[Image outline annotation entries]
———
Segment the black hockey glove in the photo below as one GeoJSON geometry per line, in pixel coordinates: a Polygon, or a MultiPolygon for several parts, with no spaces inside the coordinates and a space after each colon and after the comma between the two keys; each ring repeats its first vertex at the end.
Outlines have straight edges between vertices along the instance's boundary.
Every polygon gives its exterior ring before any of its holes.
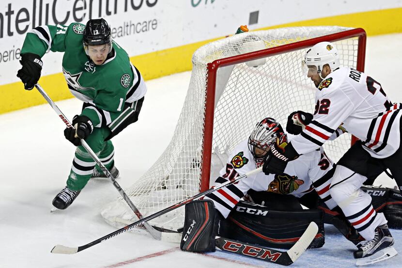
{"type": "Polygon", "coordinates": [[[24,88],[31,90],[41,77],[43,65],[41,57],[36,54],[26,53],[21,55],[19,63],[22,67],[18,70],[17,77],[24,83],[24,88]]]}
{"type": "Polygon", "coordinates": [[[93,126],[91,120],[85,115],[75,115],[73,118],[74,128],[64,129],[64,137],[76,146],[81,144],[80,139],[86,139],[92,133],[93,126]]]}
{"type": "Polygon", "coordinates": [[[291,143],[286,139],[277,138],[277,142],[271,145],[271,149],[264,159],[263,171],[265,175],[283,173],[288,162],[299,157],[299,154],[293,148],[291,143]]]}
{"type": "Polygon", "coordinates": [[[301,110],[294,111],[288,116],[286,131],[291,134],[299,135],[312,119],[313,115],[311,113],[301,110]]]}

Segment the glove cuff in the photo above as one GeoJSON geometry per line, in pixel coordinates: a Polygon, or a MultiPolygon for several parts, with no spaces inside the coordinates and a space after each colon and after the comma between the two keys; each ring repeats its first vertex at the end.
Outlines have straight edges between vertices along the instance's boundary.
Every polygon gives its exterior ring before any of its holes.
{"type": "Polygon", "coordinates": [[[73,118],[73,126],[75,126],[76,124],[79,124],[81,123],[85,124],[87,126],[87,127],[90,130],[89,134],[92,133],[92,131],[93,131],[93,125],[89,117],[85,115],[75,115],[73,118]]]}
{"type": "Polygon", "coordinates": [[[285,151],[283,152],[283,155],[288,158],[290,160],[296,159],[300,156],[296,151],[294,148],[293,145],[292,145],[291,142],[288,143],[288,145],[285,147],[285,151]]]}
{"type": "Polygon", "coordinates": [[[22,63],[26,62],[31,62],[37,65],[38,67],[42,70],[43,66],[43,63],[41,60],[41,57],[38,55],[32,53],[26,53],[21,55],[21,61],[22,63]]]}

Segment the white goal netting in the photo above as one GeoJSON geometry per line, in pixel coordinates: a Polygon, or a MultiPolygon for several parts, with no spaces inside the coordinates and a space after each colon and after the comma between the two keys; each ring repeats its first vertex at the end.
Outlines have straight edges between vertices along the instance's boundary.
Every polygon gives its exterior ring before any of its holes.
{"type": "MultiPolygon", "coordinates": [[[[211,146],[211,180],[225,164],[227,153],[248,138],[255,124],[269,116],[284,129],[294,110],[313,112],[315,88],[302,73],[306,48],[284,51],[274,56],[220,67],[215,85],[215,112],[211,141],[204,137],[207,64],[216,60],[294,43],[350,30],[338,27],[294,27],[252,32],[221,39],[198,49],[187,95],[170,144],[145,173],[125,191],[143,215],[147,216],[199,192],[204,143],[211,146]]],[[[332,41],[328,39],[325,41],[332,41]]],[[[356,68],[358,38],[334,42],[341,65],[356,68]]],[[[235,57],[233,59],[235,60],[235,57]]],[[[337,161],[350,146],[350,137],[342,135],[325,145],[337,161]]],[[[204,186],[208,188],[209,185],[204,186]]],[[[138,219],[121,197],[101,212],[109,224],[120,228],[138,219]]],[[[175,230],[183,224],[184,207],[151,221],[175,230]]]]}

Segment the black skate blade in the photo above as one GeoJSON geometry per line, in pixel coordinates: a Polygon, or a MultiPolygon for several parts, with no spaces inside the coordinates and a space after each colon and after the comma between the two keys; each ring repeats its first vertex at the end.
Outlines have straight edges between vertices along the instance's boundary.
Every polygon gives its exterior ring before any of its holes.
{"type": "Polygon", "coordinates": [[[390,259],[392,257],[396,256],[398,252],[397,252],[393,247],[389,247],[380,250],[371,256],[358,259],[356,261],[356,266],[360,267],[370,265],[374,263],[390,259]]]}

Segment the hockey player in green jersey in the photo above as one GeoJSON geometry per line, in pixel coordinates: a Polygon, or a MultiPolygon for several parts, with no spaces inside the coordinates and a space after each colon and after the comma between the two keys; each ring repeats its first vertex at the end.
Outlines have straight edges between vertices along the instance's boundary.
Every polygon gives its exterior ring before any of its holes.
{"type": "Polygon", "coordinates": [[[117,177],[110,139],[138,120],[147,88],[127,53],[112,40],[110,28],[102,18],[90,19],[86,25],[39,26],[29,32],[21,51],[22,67],[17,74],[25,89],[37,83],[41,59],[49,50],[64,52],[63,73],[68,88],[84,102],[81,114],[73,119],[75,128],[64,130],[66,139],[77,148],[67,186],[52,202],[64,209],[91,178],[106,177],[80,145],[80,138],[117,177]]]}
———
Problem
Copy verbatim every line starting at the line containing "Segment the black skate" and ending at the last line of the items, with both ends included.

Output of the exercise
Segment the black skate blade in the photo above as one GeoJSON geometry per line, in pixel coordinates: a Polygon, or a MultiPolygon for several parts, with no spaces inside the coordinates and a space after each colon and after the comma between the two keys; each ring repeats its first vertex at the end.
Outlines have straight edges between vertices along the instance's boundary.
Every polygon gives its exterior ring before any of its holes.
{"type": "Polygon", "coordinates": [[[390,259],[392,257],[396,256],[398,252],[397,252],[393,247],[389,247],[380,250],[371,256],[358,259],[356,261],[356,266],[360,267],[370,265],[374,263],[390,259]]]}

Segment the hockey player in green jersey in the photo above as one GeoJSON geometry per line, in pixel coordinates: a Polygon, or a MultiPolygon for several parts, with no spaces inside the coordinates and a space after each colon and after the comma between the two keys; each ring repeats its first vertex at the end.
Outlines have straight edges between vertices along the instance's boundary.
Every polygon gives its exterior ring before any of its holes.
{"type": "Polygon", "coordinates": [[[117,177],[110,139],[138,120],[147,88],[127,53],[112,40],[110,28],[102,18],[90,19],[86,25],[39,26],[29,32],[21,51],[22,67],[17,74],[25,89],[37,83],[41,59],[49,50],[64,52],[63,73],[68,88],[84,102],[81,114],[73,119],[75,128],[64,130],[66,139],[77,148],[67,186],[52,202],[64,209],[91,178],[106,177],[80,145],[80,138],[117,177]]]}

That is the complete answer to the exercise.